**Directives:**
**a)** Summarize the page on meta-confidence and contradiction tracking in two sentences.
**b)** Write the next part of the page on meta-confidence and contradiction tracking, starting after its last sentence.

**Selected excerpt:**
━━━━━━

Skip to content

Meta-Confidence & Contradiction Tracking

Know when to trust the guardrail — and detect when your AI contradicts itself.

Verdict Confidence

Every CoherenceScore now includes verdict_confidence: a measure of how confident the guardrail is in its own approval/rejection decision. No other hallucination guardrail answers this question.

from director_ai import CoherenceScorer

scorer = CoherenceScorer(use_nli=True)
approved, score = scorer.review(prompt, response)

print(f"Approved: {approved}")
print(f"Score: {score.score:.3f}")
print(f"Verdict confidence: {score.verdict_confidence:.3f}")
print(f"Signal agreement: {score.signal_agreement:.3f}")

How It Works

Three orthogonal signals are combined:

  1. Margin — distance between the score and the threshold. Score 0.51 at threshold 0.50 = margin 0.01 = low confidence. Score 0.90 at threshold 0.50 = margin 0.40 = high confidence.

━━━━━━

Pointing records
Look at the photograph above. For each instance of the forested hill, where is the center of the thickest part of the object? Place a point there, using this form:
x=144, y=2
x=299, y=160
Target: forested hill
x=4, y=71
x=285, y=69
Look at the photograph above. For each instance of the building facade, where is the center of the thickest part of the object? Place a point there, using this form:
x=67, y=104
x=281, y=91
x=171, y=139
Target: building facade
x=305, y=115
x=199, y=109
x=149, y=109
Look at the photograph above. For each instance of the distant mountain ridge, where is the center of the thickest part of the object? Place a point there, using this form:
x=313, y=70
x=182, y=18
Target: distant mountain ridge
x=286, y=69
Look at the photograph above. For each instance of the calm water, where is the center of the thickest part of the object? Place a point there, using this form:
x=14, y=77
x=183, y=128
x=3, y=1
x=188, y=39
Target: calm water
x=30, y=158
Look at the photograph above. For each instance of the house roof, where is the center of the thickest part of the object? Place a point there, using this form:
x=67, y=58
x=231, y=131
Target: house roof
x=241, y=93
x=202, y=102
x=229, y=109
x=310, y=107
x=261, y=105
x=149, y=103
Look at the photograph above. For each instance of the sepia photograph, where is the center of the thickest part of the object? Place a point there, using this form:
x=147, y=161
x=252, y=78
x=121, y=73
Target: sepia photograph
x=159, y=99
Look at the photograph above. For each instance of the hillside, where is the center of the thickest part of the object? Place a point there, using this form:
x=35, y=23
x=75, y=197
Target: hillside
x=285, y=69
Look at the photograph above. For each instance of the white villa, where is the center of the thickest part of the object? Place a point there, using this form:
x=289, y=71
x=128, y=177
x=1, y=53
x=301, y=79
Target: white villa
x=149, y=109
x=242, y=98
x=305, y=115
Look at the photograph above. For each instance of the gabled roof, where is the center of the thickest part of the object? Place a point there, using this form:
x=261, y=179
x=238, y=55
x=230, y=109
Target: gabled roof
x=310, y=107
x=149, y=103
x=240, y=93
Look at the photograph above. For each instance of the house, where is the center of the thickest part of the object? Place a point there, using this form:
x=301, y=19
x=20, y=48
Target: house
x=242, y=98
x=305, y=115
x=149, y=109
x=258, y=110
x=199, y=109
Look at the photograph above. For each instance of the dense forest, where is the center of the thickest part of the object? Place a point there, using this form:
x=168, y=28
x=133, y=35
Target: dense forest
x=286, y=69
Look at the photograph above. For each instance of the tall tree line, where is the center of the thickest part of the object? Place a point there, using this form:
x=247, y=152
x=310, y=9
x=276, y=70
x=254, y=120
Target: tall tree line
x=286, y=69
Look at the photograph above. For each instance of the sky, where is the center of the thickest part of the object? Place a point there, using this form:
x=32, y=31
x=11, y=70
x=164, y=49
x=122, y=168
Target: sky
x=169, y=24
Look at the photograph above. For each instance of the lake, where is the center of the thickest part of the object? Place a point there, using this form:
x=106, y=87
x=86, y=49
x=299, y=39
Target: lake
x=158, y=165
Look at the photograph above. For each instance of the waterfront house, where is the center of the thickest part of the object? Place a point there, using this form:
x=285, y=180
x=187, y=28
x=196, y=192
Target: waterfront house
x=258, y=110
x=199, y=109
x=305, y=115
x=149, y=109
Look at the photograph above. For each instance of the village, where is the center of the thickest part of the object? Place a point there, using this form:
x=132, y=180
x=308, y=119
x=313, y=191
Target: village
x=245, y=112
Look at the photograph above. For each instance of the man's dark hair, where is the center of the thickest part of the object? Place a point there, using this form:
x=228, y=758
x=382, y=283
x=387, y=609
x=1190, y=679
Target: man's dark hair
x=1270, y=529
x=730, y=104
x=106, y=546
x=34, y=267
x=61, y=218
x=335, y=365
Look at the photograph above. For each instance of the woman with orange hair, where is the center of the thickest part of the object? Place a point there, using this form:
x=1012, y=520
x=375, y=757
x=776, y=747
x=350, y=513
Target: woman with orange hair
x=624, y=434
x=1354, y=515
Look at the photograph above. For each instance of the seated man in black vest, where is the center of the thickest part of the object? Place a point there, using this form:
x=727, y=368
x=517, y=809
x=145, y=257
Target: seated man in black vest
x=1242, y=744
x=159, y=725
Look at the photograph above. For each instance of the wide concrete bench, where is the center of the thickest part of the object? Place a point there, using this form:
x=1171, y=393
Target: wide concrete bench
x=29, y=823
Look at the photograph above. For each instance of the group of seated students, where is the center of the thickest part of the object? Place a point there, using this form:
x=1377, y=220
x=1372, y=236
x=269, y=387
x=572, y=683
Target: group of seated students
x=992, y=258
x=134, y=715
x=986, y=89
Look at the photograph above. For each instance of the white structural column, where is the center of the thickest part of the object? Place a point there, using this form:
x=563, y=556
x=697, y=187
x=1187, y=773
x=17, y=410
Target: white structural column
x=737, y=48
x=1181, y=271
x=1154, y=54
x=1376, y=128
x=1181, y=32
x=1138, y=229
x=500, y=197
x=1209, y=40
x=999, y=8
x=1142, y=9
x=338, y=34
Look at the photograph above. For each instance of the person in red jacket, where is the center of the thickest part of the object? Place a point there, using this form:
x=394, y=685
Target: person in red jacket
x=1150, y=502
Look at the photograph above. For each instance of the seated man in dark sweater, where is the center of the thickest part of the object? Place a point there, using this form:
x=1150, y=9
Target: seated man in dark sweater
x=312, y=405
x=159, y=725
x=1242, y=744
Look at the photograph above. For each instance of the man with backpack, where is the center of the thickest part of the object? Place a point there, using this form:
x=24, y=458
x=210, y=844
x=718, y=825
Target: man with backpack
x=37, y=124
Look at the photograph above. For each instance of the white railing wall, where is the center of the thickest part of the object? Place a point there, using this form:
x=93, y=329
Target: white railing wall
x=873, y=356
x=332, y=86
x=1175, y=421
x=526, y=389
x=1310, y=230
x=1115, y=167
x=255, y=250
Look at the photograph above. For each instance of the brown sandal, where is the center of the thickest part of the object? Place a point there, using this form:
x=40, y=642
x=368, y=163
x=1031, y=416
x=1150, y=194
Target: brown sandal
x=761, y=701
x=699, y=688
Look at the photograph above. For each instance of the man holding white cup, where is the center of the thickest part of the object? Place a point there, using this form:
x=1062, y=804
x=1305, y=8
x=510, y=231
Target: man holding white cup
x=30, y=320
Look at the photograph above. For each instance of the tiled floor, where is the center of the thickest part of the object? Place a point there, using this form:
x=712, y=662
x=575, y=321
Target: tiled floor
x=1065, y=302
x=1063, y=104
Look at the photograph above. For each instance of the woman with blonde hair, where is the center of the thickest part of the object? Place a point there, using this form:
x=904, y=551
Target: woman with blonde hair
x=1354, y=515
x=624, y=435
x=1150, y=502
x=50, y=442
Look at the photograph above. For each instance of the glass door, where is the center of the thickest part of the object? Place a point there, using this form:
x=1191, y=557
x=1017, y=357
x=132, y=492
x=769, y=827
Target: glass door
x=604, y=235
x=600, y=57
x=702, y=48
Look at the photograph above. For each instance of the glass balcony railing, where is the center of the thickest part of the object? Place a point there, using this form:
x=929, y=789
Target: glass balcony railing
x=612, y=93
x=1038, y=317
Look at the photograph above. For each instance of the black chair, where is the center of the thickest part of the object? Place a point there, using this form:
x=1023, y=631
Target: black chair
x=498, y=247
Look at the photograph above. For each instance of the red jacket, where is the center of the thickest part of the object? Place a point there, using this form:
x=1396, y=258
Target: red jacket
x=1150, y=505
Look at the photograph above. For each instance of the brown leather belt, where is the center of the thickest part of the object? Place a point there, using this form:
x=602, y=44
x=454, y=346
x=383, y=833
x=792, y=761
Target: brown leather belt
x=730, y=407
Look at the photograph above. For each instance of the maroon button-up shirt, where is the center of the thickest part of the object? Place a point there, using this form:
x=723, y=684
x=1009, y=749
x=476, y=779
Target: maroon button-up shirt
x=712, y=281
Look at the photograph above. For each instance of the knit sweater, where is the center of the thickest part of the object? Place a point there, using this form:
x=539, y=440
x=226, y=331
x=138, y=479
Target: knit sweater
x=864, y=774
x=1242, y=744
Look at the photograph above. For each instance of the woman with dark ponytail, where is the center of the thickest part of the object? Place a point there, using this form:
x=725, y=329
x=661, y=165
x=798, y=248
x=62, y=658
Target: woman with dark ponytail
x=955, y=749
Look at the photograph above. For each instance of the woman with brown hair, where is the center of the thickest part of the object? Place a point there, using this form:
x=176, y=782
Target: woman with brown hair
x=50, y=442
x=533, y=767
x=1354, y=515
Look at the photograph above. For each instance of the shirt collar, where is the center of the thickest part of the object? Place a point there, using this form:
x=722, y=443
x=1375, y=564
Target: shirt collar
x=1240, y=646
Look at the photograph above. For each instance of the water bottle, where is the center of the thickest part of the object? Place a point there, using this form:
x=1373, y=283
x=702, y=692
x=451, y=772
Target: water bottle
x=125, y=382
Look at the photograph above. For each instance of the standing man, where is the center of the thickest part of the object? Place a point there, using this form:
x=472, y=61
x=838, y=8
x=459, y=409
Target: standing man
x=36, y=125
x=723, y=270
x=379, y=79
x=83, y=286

━━━━━━

**Expected answers:**
**a)** Every CoherenceScore now includes verdict_confidence, which measures how confident the guardrail is in its own approval or rejection decision. It combines three orthogonal signals, the first being margin, the distance between the score and the threshold, where a small margin means low confidence and a large one means high confidence.

**b)**
  2. Signal agreement — do the logical and factual divergence signals agree? When h_logical says "fine" but h_factual says "hallucination", the verdict is less trustworthy.

  3. NLI model confidence (when available) — the softmax entropy of the NLI prediction. High entropy = the model is uncertain about the entailment label.

The combined confidence is min(margin, signal_agreement, nli_confidence) — the weakest signal determines the verdict confidence.

Routing Low-Confidence Results

approved, score = scorer.review(prompt, response)

if score.verdict_confidence < 0.3:
    # Low confidence — route to human review
    send_to_human_queue(prompt, response, score)
elif approved:
    # High confidence approval — serve to user
    serve_response(response)
else:
    # High confidence rejection — block
    serve_fallback()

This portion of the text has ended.